Required work ::
**1.** Put this sentence from the passage on the siege of Syracuse into French: "Having prepared their wicker pent-houses, and darts, and other siege material, they felt confident that, with so many hands employed, they would in five days get their works in such an advanced state as to give them the advantage over the enemy."
**2.** Proceed with the passage on the siege of Syracuse, picking up right after its final sentence.

When Epicydes and Hippocrates had occupied Syracuse, and had alienated the rest of the citizens with themselves from the friendship of Rome, the Romans who had already been informed of the murder of Hieronymus, tyrant of Syracuse, appointed Appius Claudius as Pro-prætor to command a land force, while Marcus Claudius Marcellus commanded the fleet. These officers took up a position not far from Syracuse, and determined to assault the town from the land at Hexapylus, and by sea at what was called Stoa Scytice in Achradina, where the wall has its foundation close down to the sea. Having prepared their wicker pent-houses, and darts, and other siege material, they felt confident that, with so many hands employed, they would in five days get their works in such an advanced state as to give them the advantage over the enemy. But in this they did not take into account the abilities of Archimedes; nor calculate on the truth that, in certain circumstances, the genius of one man is more effective that any numbers whatever. However they now learned it by experience. The city was strong from the fact of its encircling wall lying along a chain of hills with overhanging brows, the ascent of which was no easy task, even with no one to hinder it, except at certain definite points. Taking advantage of this, Archimedes had constructed such defenses both in the town, and at the places where an attack might be made by sea, that the garrison would have everything at hand which they might require at any moment, and be ready to meet without delay whatever the enemy might attempt against them.

Records from a dataset:
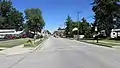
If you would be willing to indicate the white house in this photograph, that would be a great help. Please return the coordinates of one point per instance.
(115, 33)
(4, 32)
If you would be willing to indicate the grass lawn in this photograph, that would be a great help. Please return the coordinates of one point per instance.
(107, 43)
(12, 43)
(34, 45)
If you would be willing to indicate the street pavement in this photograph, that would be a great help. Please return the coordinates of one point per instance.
(64, 53)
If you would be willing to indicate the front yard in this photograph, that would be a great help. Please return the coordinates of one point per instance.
(105, 42)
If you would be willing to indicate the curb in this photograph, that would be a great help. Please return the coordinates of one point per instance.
(40, 45)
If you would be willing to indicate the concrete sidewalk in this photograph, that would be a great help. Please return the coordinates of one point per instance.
(17, 50)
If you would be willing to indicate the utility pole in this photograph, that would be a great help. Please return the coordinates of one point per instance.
(78, 24)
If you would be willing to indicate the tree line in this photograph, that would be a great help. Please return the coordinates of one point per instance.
(11, 18)
(83, 26)
(106, 15)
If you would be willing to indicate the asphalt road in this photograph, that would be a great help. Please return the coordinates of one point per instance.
(64, 53)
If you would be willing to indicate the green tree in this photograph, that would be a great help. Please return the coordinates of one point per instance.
(105, 11)
(10, 18)
(68, 26)
(15, 19)
(34, 19)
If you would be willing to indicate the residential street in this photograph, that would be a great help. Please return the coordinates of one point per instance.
(64, 53)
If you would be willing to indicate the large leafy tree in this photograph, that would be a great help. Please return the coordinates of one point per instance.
(105, 13)
(9, 16)
(15, 19)
(34, 19)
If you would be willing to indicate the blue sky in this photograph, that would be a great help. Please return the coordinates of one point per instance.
(55, 11)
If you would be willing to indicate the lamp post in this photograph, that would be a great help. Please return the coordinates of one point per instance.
(78, 24)
(115, 21)
(96, 30)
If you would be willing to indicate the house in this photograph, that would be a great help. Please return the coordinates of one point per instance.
(4, 32)
(61, 32)
(115, 33)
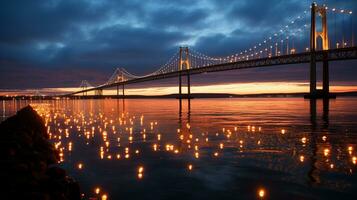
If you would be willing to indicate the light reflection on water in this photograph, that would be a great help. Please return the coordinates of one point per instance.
(219, 148)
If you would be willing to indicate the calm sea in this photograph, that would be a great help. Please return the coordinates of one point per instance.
(244, 148)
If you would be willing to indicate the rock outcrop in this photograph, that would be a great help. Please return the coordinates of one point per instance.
(28, 161)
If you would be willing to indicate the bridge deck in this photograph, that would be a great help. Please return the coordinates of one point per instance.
(332, 55)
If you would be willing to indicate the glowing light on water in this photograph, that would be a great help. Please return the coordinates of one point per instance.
(261, 193)
(190, 167)
(97, 190)
(80, 166)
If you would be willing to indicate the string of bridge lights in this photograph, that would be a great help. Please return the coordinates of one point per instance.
(266, 46)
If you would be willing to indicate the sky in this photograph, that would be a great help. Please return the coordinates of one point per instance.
(57, 44)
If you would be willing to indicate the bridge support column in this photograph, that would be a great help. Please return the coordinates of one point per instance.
(325, 76)
(312, 50)
(314, 35)
(180, 86)
(188, 86)
(123, 90)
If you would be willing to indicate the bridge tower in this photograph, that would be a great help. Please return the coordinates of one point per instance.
(314, 37)
(184, 64)
(98, 92)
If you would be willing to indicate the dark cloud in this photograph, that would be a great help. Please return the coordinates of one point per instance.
(58, 43)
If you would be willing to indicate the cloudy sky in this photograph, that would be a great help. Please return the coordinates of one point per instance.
(57, 43)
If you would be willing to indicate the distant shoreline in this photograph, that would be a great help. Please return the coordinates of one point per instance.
(175, 96)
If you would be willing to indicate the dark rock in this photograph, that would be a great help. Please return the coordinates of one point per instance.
(26, 155)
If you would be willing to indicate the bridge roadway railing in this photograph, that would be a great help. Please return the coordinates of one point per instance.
(332, 55)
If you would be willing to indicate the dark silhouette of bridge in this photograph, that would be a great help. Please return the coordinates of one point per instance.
(279, 49)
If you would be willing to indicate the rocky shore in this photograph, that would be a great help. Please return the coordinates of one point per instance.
(28, 161)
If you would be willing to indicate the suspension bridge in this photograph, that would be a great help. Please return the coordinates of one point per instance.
(307, 38)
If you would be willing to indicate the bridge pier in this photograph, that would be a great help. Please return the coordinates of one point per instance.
(314, 35)
(123, 90)
(325, 76)
(188, 86)
(180, 86)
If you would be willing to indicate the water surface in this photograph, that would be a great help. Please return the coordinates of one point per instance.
(214, 148)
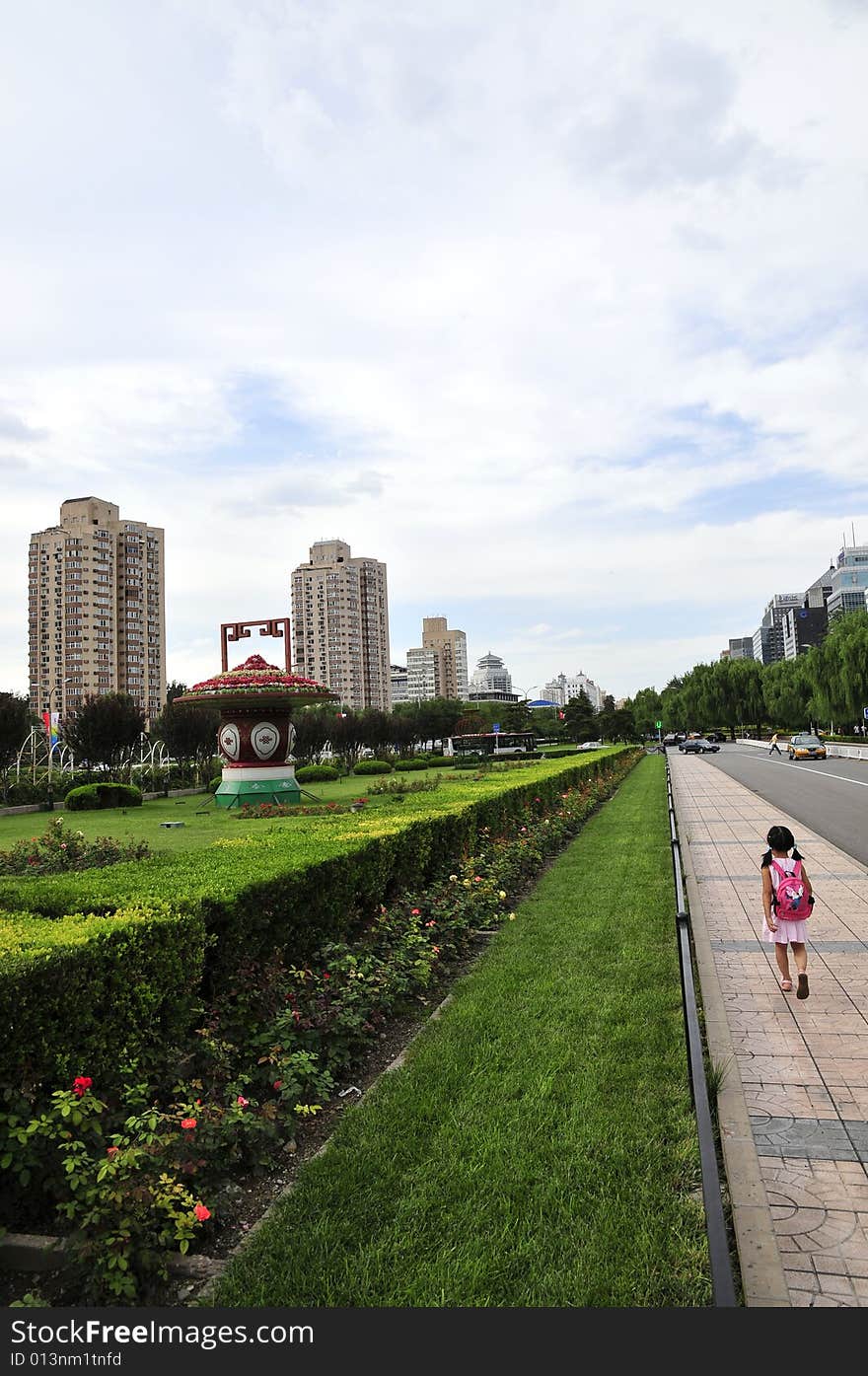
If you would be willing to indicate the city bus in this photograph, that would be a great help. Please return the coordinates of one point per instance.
(494, 743)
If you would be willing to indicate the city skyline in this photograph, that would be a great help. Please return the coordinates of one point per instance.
(208, 654)
(558, 311)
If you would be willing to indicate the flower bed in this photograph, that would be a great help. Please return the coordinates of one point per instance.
(59, 849)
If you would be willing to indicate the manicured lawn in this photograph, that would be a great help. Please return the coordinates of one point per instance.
(204, 822)
(538, 1146)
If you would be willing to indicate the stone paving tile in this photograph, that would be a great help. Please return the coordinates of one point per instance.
(804, 1064)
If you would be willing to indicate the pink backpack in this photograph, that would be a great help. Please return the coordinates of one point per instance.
(790, 899)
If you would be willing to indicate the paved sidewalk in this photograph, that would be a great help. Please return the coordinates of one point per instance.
(794, 1104)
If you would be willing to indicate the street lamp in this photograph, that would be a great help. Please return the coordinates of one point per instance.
(51, 692)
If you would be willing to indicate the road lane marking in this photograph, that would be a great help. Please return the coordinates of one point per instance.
(791, 763)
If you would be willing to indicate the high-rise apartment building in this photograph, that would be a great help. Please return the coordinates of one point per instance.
(808, 625)
(97, 610)
(769, 634)
(740, 648)
(849, 579)
(341, 625)
(399, 683)
(565, 687)
(422, 675)
(452, 651)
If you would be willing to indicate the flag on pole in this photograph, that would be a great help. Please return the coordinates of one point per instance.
(49, 720)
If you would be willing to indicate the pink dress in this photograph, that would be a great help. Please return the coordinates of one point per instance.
(786, 930)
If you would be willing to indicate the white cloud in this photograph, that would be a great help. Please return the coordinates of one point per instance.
(529, 293)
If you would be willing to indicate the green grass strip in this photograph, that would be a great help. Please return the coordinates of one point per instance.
(538, 1146)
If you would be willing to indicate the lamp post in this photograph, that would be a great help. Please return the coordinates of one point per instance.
(51, 692)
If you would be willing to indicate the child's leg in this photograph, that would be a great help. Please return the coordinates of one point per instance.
(780, 955)
(799, 955)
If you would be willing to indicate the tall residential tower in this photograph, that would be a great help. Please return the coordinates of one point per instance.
(97, 610)
(340, 625)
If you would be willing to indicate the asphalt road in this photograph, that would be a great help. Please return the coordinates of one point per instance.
(829, 796)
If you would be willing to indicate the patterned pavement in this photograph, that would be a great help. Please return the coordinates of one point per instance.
(794, 1105)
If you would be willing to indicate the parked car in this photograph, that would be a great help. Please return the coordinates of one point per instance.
(696, 745)
(806, 748)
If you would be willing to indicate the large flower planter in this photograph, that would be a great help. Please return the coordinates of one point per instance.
(256, 734)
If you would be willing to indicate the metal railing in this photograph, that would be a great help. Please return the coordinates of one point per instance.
(722, 1282)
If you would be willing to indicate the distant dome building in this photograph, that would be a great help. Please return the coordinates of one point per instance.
(491, 682)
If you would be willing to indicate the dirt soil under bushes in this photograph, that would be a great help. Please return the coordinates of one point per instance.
(243, 1201)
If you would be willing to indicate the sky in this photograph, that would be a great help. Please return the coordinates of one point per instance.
(557, 309)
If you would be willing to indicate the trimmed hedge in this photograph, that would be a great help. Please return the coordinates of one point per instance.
(317, 773)
(84, 993)
(95, 796)
(117, 981)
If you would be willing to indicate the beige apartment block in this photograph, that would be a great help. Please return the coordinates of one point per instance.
(340, 625)
(452, 651)
(97, 610)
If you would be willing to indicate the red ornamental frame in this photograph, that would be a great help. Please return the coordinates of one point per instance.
(231, 630)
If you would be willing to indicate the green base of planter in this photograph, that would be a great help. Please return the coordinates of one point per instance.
(237, 793)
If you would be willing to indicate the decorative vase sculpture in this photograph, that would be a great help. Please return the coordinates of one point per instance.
(256, 734)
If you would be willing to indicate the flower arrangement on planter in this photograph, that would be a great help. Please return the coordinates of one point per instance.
(256, 735)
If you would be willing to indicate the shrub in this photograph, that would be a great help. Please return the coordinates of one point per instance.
(317, 773)
(108, 794)
(81, 993)
(59, 849)
(403, 786)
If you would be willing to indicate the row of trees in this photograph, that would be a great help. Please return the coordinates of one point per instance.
(829, 685)
(108, 730)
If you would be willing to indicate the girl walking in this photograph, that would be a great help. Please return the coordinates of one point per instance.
(787, 899)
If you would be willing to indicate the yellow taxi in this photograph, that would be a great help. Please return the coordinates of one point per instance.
(806, 748)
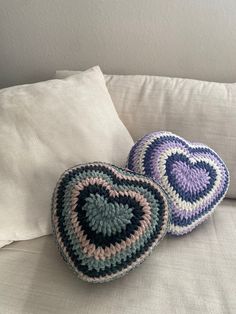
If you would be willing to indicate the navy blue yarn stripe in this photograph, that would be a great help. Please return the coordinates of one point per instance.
(184, 222)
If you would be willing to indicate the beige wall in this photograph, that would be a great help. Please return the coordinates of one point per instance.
(184, 38)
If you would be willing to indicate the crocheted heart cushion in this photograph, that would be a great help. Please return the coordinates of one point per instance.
(107, 220)
(194, 177)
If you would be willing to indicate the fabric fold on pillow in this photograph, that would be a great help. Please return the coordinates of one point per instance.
(46, 128)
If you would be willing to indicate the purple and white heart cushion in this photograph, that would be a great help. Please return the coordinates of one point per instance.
(194, 177)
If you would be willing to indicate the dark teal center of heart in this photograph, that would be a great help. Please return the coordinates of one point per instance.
(106, 217)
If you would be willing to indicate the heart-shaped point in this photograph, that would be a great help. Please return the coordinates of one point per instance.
(107, 220)
(193, 175)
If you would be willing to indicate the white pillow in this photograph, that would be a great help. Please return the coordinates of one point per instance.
(196, 110)
(46, 128)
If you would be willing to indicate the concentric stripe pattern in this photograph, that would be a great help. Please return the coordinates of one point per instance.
(194, 177)
(107, 220)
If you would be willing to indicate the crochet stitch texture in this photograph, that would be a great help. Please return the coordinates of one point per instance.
(107, 220)
(194, 177)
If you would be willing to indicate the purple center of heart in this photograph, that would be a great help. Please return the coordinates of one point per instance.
(190, 178)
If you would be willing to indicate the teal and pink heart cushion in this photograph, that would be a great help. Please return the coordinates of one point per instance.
(107, 220)
(194, 177)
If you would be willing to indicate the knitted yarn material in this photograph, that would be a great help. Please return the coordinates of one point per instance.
(107, 220)
(194, 177)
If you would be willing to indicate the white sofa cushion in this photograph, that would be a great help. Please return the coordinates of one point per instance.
(191, 274)
(196, 110)
(46, 128)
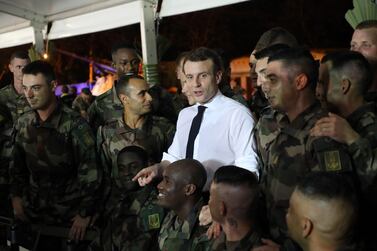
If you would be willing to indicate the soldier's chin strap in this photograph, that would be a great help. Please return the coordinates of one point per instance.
(150, 72)
(45, 230)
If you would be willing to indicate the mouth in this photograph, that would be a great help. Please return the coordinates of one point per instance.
(197, 93)
(161, 195)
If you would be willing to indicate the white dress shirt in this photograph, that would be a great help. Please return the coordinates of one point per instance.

Exercise responses ::
**1.** Après avoir préparé leurs mantelets d'osier, leurs traits et le reste du matériel de siège, ils étaient convaincus qu'avec tant de bras à l'œuvre, ils auraient en cinq jours poussé leurs ouvrages assez loin pour prendre l'avantage sur l'ennemi.

**2.**
The attack was begun by Appius bringing his pent-houses, and scaling ladders, and attempting to fix the latter against that part of the wall which abuts on Hexapylus toward the east. At the same time Marcus Claudius Marcellus with sixty quinqueremes was making a descent upon Achradina. Each of these vessels were full of men armed with bows and slings and javelins, with which to dislodge those who fought on the battlements. As well as these vessels he had eight quinqueremes in pairs. Each pair had had their oars removed, one on the larboard and the other on the starboard side, and then had been lasht together on the sides thus left bare. On these double vessels, rowed by the outer oars of each of the pair, they brought up under the walls some engines called "Sambucæ," the construction of which was as follows: A ladder was made four feet broad, and of a height to reach the top of the wall from the place where its foot had to rest; each side of the ladder was protected by a railing, and a covering or pent-house was added overhead. It was then placed so that its foot rested across the sides of the lasht-together vessels, which touched each other with its other extremity protruding a considerable way beyond the prows.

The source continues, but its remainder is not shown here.